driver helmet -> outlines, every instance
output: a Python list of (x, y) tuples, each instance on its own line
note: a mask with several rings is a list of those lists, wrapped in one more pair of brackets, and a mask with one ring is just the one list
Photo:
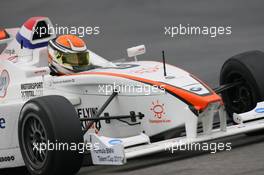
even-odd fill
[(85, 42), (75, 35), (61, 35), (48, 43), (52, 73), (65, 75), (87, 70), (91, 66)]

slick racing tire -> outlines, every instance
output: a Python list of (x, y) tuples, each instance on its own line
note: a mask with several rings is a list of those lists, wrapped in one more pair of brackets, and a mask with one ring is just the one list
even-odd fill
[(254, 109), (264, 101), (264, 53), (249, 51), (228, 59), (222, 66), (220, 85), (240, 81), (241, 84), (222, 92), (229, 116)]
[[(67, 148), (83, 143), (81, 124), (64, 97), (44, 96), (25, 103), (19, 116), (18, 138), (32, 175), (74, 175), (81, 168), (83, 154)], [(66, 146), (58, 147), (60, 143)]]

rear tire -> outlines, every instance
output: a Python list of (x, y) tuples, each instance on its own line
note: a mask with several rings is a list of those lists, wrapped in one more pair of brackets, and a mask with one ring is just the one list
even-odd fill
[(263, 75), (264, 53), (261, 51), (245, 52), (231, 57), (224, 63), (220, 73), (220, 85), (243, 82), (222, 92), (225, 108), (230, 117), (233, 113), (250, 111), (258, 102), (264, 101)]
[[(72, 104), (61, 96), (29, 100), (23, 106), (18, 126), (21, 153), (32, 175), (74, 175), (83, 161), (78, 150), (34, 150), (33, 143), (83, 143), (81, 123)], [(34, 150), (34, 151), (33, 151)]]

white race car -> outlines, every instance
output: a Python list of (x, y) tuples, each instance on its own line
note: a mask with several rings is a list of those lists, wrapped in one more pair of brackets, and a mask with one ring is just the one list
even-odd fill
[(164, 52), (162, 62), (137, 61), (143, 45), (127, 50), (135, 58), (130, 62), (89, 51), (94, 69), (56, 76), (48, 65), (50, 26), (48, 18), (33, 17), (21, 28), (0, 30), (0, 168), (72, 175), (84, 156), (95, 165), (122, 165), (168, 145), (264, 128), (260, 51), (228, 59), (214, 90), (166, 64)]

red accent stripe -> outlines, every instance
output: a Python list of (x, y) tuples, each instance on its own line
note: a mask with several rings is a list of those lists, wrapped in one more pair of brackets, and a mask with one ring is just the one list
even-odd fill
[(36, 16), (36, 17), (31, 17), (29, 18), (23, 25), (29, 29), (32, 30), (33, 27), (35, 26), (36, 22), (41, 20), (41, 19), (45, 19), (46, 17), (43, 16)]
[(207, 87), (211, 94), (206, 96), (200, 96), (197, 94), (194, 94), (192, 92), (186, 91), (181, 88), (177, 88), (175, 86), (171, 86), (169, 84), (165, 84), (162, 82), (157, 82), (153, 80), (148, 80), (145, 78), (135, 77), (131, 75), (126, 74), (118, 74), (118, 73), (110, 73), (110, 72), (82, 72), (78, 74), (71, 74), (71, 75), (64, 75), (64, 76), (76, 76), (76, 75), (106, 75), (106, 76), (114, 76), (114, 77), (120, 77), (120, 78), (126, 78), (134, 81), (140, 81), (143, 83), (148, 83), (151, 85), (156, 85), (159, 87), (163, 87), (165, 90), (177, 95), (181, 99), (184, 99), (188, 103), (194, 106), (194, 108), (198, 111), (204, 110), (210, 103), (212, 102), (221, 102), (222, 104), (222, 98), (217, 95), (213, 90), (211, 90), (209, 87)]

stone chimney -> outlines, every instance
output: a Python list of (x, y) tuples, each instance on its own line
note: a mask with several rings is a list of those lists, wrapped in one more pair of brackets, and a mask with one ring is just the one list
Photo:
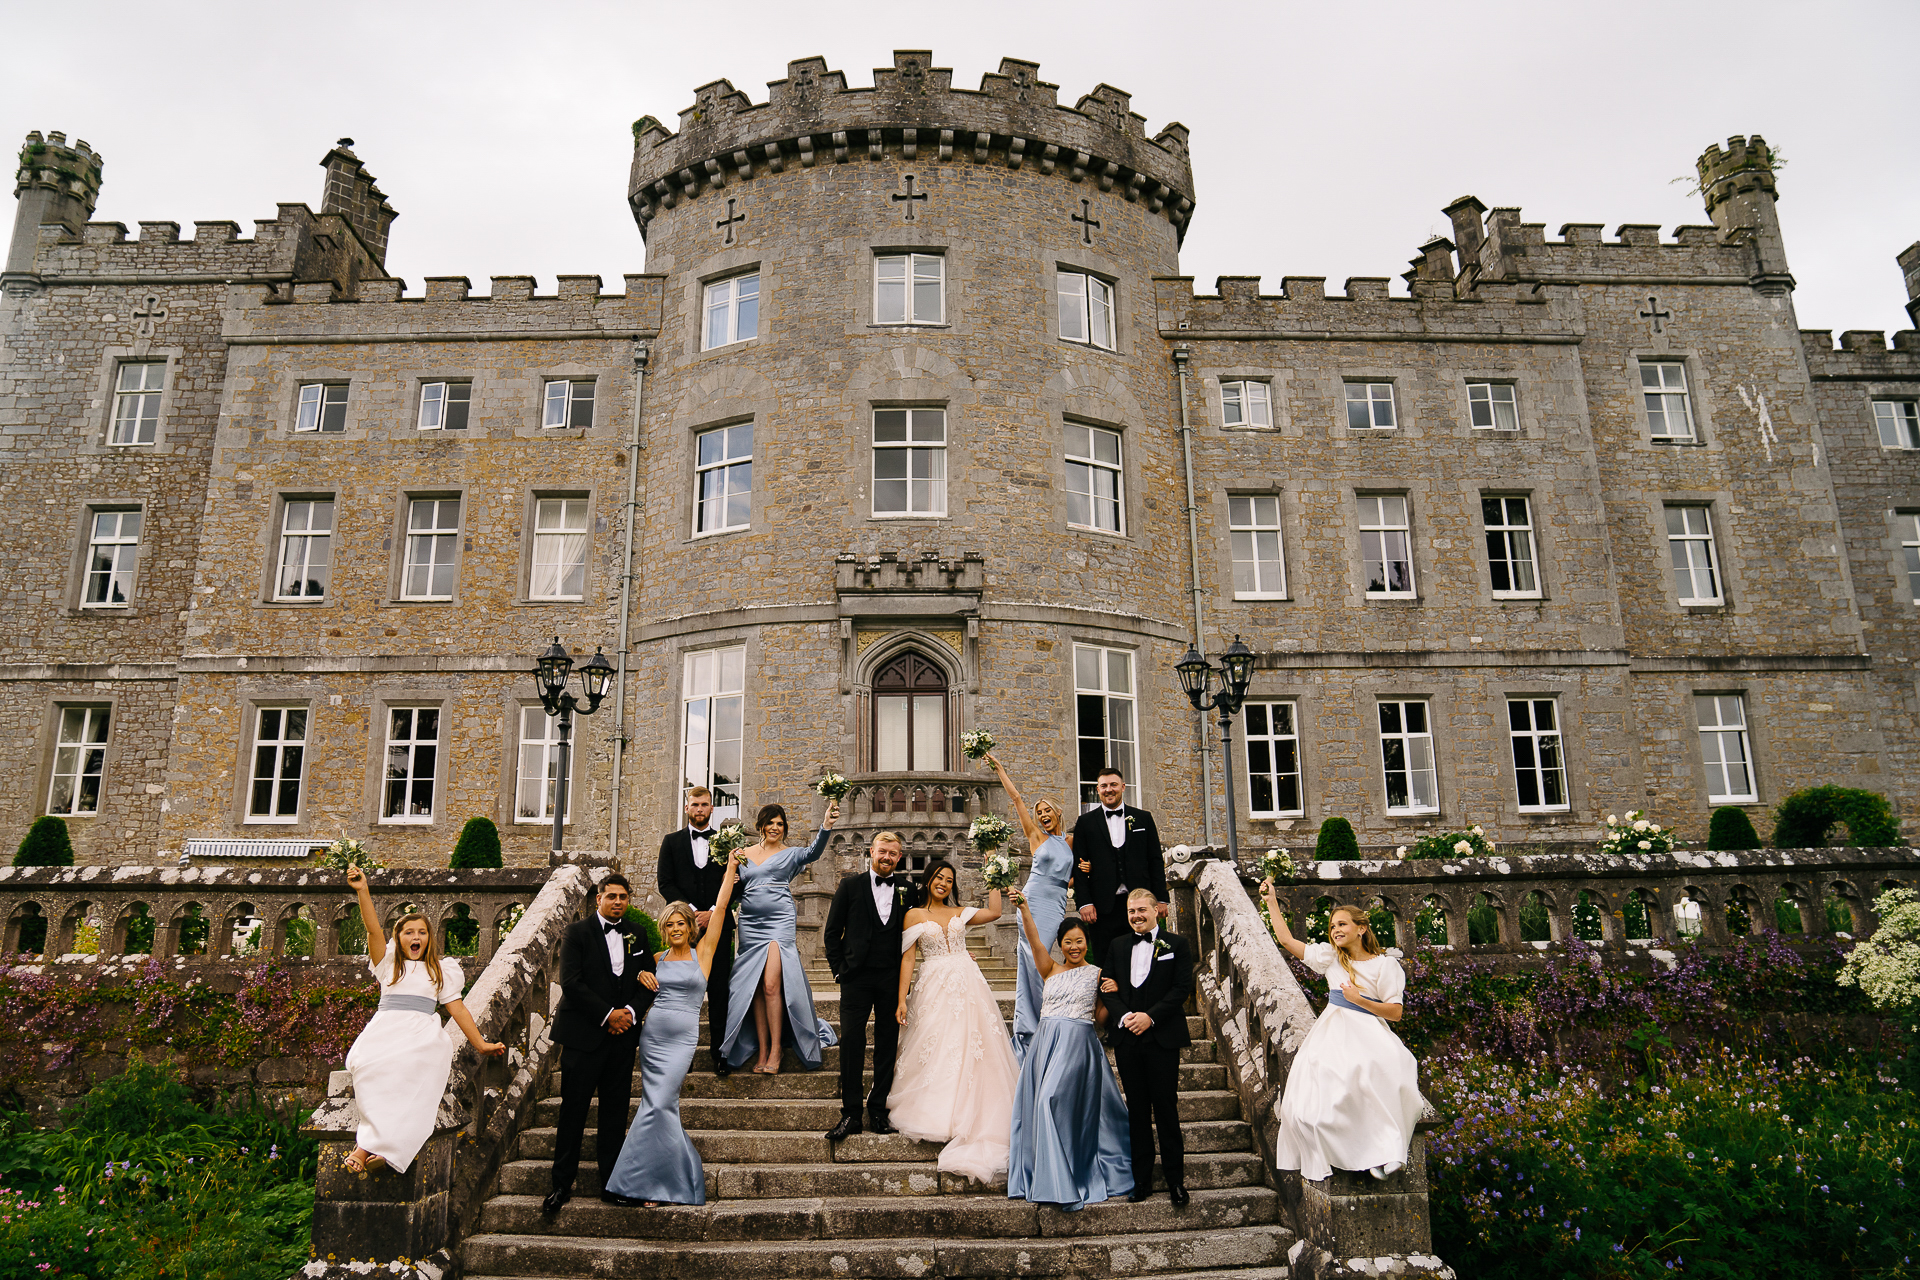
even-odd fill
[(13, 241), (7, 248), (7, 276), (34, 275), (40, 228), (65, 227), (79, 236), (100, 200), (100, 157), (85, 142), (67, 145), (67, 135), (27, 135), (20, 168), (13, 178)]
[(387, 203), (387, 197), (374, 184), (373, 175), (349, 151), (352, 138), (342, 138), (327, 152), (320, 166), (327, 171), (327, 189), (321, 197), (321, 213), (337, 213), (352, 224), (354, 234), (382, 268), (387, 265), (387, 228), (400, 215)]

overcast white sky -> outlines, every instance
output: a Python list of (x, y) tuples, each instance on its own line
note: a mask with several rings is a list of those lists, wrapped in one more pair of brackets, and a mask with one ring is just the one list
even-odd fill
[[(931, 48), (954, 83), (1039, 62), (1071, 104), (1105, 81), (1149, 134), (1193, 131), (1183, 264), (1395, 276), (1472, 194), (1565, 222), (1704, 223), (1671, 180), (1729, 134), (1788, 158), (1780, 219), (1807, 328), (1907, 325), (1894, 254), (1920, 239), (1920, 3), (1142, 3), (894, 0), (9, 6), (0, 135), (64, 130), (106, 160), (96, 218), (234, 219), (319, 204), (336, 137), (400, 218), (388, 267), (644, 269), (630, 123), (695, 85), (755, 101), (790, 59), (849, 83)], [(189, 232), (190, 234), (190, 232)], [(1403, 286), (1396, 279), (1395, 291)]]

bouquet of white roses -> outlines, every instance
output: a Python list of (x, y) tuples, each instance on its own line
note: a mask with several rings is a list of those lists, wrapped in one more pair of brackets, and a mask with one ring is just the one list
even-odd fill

----------------------------------------

Wherever a line above contains the string "outlines", count it; then give the total alone.

8